▸ Exercise requirements
Every line in the records below that holds "distant" must be identified and copied.

====== Input data ======

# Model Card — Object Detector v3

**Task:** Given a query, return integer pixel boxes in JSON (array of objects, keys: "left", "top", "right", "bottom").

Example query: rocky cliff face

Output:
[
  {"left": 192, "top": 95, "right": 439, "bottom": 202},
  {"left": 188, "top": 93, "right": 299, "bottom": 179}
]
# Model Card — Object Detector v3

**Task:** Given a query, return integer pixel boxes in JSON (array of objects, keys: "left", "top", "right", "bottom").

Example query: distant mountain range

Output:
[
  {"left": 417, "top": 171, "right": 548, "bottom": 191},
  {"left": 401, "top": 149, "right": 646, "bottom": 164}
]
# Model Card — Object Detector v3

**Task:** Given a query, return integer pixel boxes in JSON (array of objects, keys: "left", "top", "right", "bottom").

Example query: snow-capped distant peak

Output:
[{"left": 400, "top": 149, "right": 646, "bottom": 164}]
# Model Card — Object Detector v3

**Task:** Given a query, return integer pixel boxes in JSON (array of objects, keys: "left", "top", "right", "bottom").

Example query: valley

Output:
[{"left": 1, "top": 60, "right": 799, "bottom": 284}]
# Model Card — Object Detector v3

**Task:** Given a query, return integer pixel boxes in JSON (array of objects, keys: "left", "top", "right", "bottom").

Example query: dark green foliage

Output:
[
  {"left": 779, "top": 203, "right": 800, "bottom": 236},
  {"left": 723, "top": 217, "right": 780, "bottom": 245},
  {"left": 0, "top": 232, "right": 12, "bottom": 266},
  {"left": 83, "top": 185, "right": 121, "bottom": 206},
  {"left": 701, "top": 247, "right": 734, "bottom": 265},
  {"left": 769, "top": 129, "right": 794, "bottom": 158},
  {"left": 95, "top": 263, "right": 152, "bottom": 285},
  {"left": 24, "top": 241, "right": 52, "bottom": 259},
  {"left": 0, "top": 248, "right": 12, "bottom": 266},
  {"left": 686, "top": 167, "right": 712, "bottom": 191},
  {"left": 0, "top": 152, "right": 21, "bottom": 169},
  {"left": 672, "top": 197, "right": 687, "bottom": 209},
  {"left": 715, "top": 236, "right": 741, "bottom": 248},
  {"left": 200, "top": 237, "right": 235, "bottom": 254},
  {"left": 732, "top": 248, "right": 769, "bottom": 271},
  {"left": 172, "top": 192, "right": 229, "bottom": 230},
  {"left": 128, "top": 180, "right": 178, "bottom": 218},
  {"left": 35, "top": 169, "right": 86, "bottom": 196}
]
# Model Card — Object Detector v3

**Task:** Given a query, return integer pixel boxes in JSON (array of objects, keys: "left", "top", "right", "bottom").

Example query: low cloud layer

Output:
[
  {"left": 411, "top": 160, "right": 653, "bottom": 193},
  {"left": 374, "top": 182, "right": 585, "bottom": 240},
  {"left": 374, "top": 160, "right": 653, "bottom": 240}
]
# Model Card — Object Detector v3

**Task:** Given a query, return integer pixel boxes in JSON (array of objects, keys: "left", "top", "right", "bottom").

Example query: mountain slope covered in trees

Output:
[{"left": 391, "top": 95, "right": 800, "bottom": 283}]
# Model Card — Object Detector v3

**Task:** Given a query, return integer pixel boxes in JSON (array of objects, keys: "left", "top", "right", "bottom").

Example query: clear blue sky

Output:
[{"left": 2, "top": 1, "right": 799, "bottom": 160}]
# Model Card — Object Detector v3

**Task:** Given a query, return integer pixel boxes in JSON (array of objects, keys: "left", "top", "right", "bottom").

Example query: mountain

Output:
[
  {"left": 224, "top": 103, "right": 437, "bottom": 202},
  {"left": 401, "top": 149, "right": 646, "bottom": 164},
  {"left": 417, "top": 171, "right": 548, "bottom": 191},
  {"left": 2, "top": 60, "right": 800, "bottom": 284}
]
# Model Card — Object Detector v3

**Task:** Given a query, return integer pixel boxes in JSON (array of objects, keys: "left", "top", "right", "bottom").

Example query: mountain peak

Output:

======

▸ Answer space
Example query: distant mountain range
Example query: snow-capped distant peak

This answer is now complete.